New DSM changes categories for autism, eating disorders
■ Physicians are invited to comment on the draft version of the diagnostic manual, which will be field-tested in clinical settings.
By Christine S. Moyer — Posted March 1, 2010
Proposed changes to the nation's leading manual on mental disorders call for improved criteria for eating disorders, new categorizations of learning disorders and an introduction of tools to help health professionals better identify patients at risk for suicide.
The American Psychiatric Assn. released its draft of criteria for the fifth edition of the Diagnostic and Statistical Manual of Mental Disorders on Feb. 10. The last edition, DSM-IV, was published in 1994, with revisions made in 2000. DSM-5 is scheduled for release in May 2013.
In the interim, the APA will conduct three phases of field trials to test some of the proposed diagnostic criteria in clinical settings. The final text must be approved by APA's assembly and board of trustees. Comments on the proposed changes will be accepted on the APA's Web site until April 20.

# [WHAT TO DO]
1) Repeat the part of the DSM article from "By Christine S." to "risk for suicide." word for word.
2) Decide whether each statement agrees with the DSM article, answering yes or no and quoting the words of the article that settle it.
(a) DSM-IV was published in 1994.
(b) The APA will accept comments on the proposed changes until May 2013.
(c) The APA plans three phases of field trials.
3) Summarize the DSM article in two sentences.
The records have nothing to do with the DSM article.

# [RAW DATA]
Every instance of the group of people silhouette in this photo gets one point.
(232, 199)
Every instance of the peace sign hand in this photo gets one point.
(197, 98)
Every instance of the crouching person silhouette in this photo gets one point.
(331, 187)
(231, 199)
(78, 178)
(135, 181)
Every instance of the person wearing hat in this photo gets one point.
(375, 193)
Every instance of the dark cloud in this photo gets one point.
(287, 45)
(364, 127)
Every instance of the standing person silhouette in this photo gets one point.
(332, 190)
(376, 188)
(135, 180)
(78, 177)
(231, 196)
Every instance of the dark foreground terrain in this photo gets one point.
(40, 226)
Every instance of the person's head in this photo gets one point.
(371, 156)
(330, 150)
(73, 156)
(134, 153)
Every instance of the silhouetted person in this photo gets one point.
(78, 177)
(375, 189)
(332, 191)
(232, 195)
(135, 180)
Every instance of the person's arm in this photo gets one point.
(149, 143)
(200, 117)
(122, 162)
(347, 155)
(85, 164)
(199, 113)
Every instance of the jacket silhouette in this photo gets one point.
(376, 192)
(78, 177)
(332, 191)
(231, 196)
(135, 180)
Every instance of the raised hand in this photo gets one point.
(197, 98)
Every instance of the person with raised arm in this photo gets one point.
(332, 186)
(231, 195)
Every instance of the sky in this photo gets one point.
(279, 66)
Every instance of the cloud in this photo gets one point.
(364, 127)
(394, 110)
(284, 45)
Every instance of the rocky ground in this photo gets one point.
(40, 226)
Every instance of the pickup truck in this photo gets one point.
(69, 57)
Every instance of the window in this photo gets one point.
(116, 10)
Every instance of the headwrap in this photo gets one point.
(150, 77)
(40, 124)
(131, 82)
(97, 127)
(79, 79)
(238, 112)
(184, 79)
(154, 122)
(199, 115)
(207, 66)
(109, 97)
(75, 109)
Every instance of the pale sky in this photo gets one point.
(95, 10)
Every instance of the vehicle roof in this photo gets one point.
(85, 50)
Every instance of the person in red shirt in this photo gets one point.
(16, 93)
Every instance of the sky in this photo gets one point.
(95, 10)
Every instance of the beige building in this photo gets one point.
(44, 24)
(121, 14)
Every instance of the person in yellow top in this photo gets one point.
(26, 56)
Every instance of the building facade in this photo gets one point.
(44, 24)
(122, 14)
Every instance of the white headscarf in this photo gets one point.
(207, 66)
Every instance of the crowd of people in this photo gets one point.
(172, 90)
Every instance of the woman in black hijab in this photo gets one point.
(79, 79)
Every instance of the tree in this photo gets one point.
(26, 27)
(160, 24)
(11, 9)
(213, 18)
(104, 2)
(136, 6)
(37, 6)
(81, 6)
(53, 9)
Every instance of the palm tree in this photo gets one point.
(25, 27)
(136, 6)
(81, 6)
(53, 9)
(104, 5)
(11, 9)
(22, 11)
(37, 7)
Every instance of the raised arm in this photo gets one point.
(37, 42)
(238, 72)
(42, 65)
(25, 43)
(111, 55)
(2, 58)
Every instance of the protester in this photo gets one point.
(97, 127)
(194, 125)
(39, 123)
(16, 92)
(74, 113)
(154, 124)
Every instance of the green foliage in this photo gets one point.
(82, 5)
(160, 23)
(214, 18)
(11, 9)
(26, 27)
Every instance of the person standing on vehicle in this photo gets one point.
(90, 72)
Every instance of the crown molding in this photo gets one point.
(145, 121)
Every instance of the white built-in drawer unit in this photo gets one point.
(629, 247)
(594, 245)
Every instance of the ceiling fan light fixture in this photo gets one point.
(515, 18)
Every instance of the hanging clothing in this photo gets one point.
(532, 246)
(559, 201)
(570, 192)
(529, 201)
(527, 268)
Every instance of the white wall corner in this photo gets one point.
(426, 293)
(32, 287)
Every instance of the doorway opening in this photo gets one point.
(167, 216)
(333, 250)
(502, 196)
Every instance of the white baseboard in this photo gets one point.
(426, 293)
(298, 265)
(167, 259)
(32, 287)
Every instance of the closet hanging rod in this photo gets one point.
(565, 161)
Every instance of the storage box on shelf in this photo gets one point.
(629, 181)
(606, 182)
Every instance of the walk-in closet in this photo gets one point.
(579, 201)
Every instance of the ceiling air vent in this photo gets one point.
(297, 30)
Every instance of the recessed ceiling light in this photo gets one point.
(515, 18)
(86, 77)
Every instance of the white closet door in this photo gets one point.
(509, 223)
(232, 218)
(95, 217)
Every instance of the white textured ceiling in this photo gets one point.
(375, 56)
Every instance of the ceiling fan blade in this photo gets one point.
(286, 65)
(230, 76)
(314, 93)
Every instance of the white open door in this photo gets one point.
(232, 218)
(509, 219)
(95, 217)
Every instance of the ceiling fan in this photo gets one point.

# [RESULTS FOR THE EXERCISE]
1)
By Christine S. Moyer — Posted March 1, 2010
Proposed changes to the nation's leading manual on mental disorders call for improved criteria for eating disorders, new categorizations of learning disorders and an introduction of tools to help health professionals better identify patients at risk for suicide.

2)
(a) Yes: "The last edition, DSM-IV, was published in 1994"
(b) No: "Comments on the proposed changes will be accepted on the APA's Web site until April 20."
(c) Yes: "the APA will conduct three phases of field trials"

3) On Feb. 10, the American Psychiatric Assn. released draft criteria for the fifth edition of the Diagnostic and Statistical Manual of Mental Disorders. The draft proposes better criteria for eating disorders, new categories for learning disorders and tools for spotting patients at risk for suicide, and it will be field-tested in clinical settings before DSM-5 comes out in May 2013.